Problem set ->
(a) In the news report on Ops Yemen 2, what expenditure did Liew say the operation involved?
(b) From the news report on Ops Yemen 2, extract everything from "Hishammuddin did not" down to "prior Cabinet approval.".

Text block ->
------------------------------------

KUALA LUMPUR: Former defence minister Hishammuddin Hussein today skirted questions on the Ops Yemen 2, carried out during his watch purportedly without Cabinet approval, telling Deputy Defence Minister Liew Chin Tong to seek clarification from the National Security Council (NSC).
Hishammuddin did not respond to media questions on whether the operation in support of the Saudi-led Arab coalition offensive in Yemen needed Cabinet approval.
“He (Liew) should know what the NSC is. I think he has forgotten the NSC. He said the operation was not brought up in Cabinet, so what about NSC? Ask NSC, ask them what we actually did.
“However, the information must be declassified as it is of national importance,” he told reporters at Parliament.
Liew told the Dewan Rakyat on Monday that Malaysian Armed Forces aided the Arab coalition under Ops Yemen 2 which had no prior Cabinet approval.
He said Malaysia’s involvement was limited to tactical and logistical support for Saudi Arabia.
Amanah’s international bureau chairman Raja Kamarul Bahrin then accused the previous Barisan Nasional government of conspiring with the Arab coalition to “commit sin” against the Yemeni people.
He said Malaysia’s action to provide logistical support for the war in Yemen was no different from the US’ supply of weapons to the Israeli military to kill Palestinians.
“Our hands are stained with the blood of the Yemenis killed by the bullets and explosives we supplied,” he said.
Hishammuddin said he was prepared to be investigated over whether his actions were appropriate or had contravened provisions in the Federal Constitution.
“I don’t fear anything. There are those who say there is blood on our hands, but these people don’t talk about our troops rescuing Malaysians in Yemen,” he added.
He said he was puzzled as to why this issue was still being raised even though he had explained it many times as the defence minister in the previous administration.
“Maybe this (deputy) minister still has the opposition mindset, unable to change, pointing fingers, finding fault.
“I believe they are trying to divert attention from their weaknesses,” he said.
Meanwhile, when approached by reporters, Liew reiterated that the Cabinet must approve all matters requiring government funding.
“This matter definitely was not decided in Parliament or the Cabinet, and it was a major decision that involved an expenditure of RM14 million over three years.
“It also involved a large number of Armed Forces personnel,” he said.

------------------------------------

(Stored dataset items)

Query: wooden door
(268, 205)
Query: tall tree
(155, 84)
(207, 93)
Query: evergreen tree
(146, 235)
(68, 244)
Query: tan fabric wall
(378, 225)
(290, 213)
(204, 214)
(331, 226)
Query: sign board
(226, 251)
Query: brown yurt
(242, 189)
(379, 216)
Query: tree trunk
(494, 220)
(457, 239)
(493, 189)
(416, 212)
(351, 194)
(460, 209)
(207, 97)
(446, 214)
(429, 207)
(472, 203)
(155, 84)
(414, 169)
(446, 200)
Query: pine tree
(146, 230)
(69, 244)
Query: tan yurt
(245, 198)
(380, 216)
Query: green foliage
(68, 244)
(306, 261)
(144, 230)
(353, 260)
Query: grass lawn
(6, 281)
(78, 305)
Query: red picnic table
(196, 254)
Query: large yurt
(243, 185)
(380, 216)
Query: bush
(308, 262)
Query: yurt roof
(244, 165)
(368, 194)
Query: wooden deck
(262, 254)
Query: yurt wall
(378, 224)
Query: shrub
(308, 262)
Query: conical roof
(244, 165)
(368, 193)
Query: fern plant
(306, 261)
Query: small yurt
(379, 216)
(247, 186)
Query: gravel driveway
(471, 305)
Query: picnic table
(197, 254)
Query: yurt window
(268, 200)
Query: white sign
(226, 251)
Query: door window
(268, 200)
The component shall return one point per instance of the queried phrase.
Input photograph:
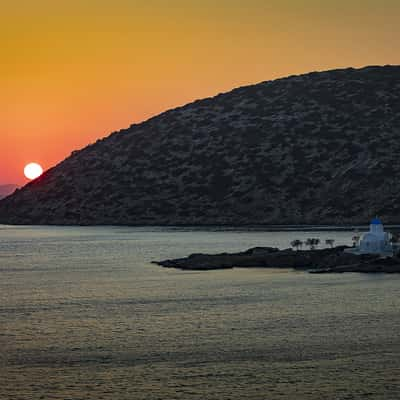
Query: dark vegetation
(321, 148)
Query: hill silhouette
(311, 149)
(6, 190)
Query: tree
(330, 242)
(296, 244)
(312, 243)
(355, 239)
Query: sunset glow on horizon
(33, 171)
(75, 71)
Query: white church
(375, 241)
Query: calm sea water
(84, 315)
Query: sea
(84, 314)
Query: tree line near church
(311, 243)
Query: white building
(376, 241)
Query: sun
(33, 170)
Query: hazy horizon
(72, 73)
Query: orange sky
(73, 71)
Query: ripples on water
(84, 315)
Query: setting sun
(33, 171)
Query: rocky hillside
(316, 148)
(6, 190)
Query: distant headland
(320, 148)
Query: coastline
(328, 260)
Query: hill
(6, 190)
(310, 149)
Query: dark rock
(315, 261)
(320, 148)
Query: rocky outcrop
(316, 261)
(6, 190)
(320, 148)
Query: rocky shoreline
(329, 260)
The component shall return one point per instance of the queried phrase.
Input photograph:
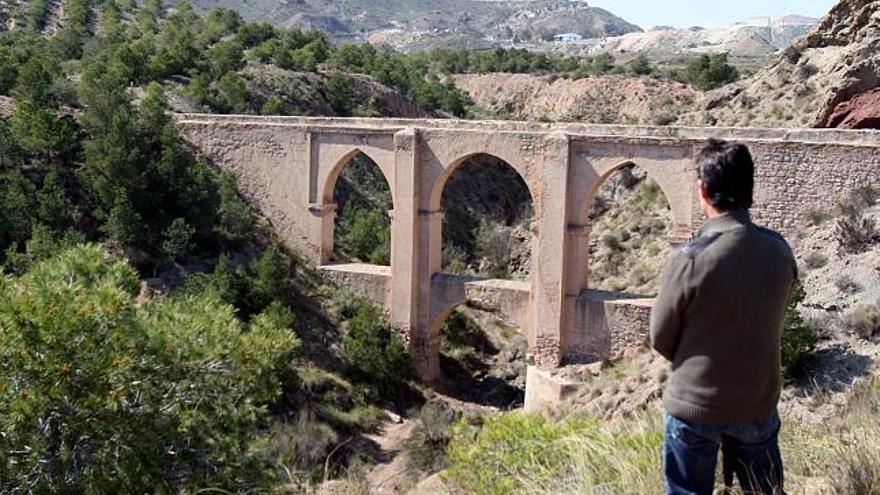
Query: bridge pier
(548, 345)
(288, 167)
(320, 231)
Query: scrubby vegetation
(629, 234)
(104, 395)
(531, 454)
(710, 72)
(799, 339)
(162, 356)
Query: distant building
(567, 38)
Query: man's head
(727, 177)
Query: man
(719, 318)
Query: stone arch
(328, 197)
(330, 175)
(513, 160)
(670, 188)
(517, 176)
(680, 211)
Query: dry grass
(521, 454)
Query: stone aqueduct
(288, 167)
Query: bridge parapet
(605, 324)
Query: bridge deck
(391, 126)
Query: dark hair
(728, 174)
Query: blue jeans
(751, 451)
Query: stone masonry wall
(794, 178)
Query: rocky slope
(601, 100)
(419, 24)
(305, 93)
(817, 82)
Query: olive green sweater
(719, 318)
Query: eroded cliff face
(812, 82)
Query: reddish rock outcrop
(860, 112)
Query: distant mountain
(419, 24)
(757, 38)
(827, 78)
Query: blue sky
(708, 13)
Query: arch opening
(487, 213)
(362, 228)
(630, 222)
(482, 357)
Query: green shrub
(339, 93)
(855, 232)
(374, 349)
(711, 71)
(847, 285)
(640, 66)
(429, 438)
(799, 339)
(178, 241)
(365, 234)
(815, 260)
(816, 217)
(864, 320)
(101, 394)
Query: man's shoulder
(699, 244)
(775, 237)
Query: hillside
(825, 79)
(748, 42)
(598, 99)
(418, 24)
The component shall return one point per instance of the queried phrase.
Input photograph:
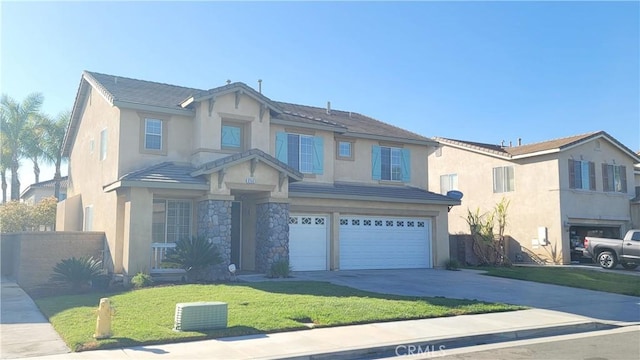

------------------------------------

Answers ->
(a) RM14 million over three years.

(b)
Hishammuddin did not respond to media questions on whether the operation in support of the Saudi-led Arab coalition offensive in Yemen needed Cabinet approval.
“He (Liew) should know what the NSC is. I think he has forgotten the NSC. He said the operation was not brought up in Cabinet, so what about NSC? Ask NSC, ask them what we actually did.
“However, the information must be declassified as it is of national importance,” he told reporters at Parliament.
Liew told the Dewan Rakyat on Monday that Malaysian Armed Forces aided the Arab coalition under Ops Yemen 2 which had no prior Cabinet approval.